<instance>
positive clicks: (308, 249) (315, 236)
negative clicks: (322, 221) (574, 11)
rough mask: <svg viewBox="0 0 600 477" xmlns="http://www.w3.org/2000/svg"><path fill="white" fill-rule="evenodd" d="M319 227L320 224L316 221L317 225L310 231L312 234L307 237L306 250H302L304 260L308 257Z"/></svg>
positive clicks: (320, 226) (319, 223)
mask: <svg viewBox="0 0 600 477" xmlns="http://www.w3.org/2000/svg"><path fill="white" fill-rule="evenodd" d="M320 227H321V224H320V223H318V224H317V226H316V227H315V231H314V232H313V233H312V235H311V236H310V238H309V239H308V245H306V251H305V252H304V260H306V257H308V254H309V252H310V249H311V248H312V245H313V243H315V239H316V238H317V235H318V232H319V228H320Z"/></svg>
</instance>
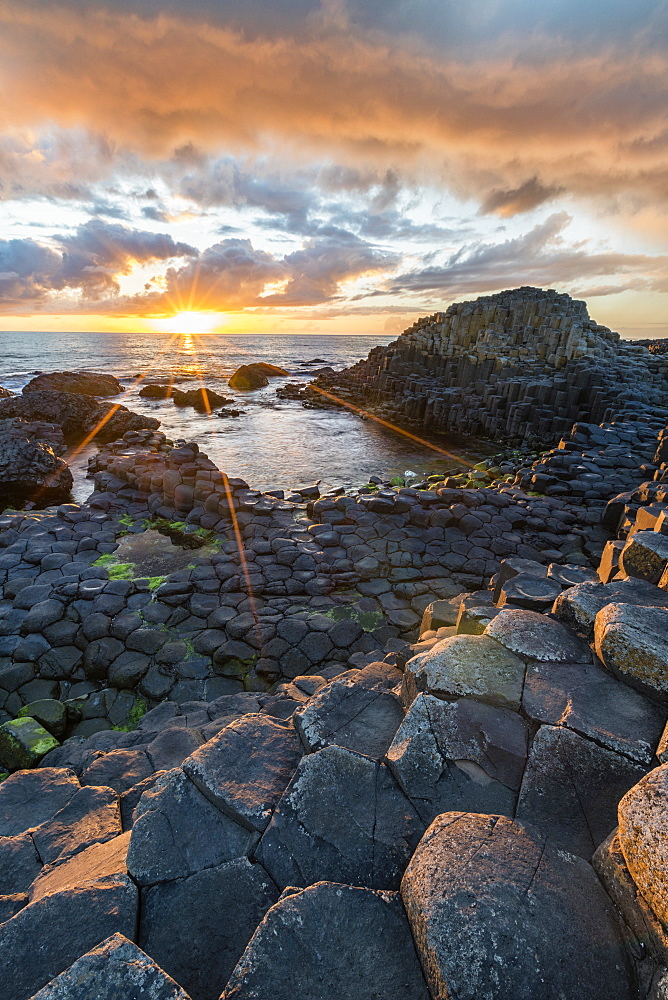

▬▬▬▬▬▬

[Task statement]: Nothing but the text is wanted: repeat the data above exactly, without its images.

[Task answer]:
<instance>
positive clicks: (308, 249) (315, 236)
negative clicks: (322, 221) (574, 11)
rough mask: <svg viewBox="0 0 600 477" xmlns="http://www.w3.org/2000/svg"><path fill="white" fill-rule="evenodd" d="M319 227L320 224L316 221L317 225L310 231L312 234L307 237L306 250H302L304 260L308 257Z"/></svg>
positive clicks: (320, 226) (319, 223)
mask: <svg viewBox="0 0 600 477" xmlns="http://www.w3.org/2000/svg"><path fill="white" fill-rule="evenodd" d="M320 227H321V224H320V223H318V224H317V226H316V227H315V231H314V232H313V233H312V235H311V236H310V238H309V239H308V245H306V251H305V252H304V260H306V257H308V254H309V252H310V249H311V248H312V245H313V243H315V239H316V238H317V235H318V232H319V228H320Z"/></svg>
</instance>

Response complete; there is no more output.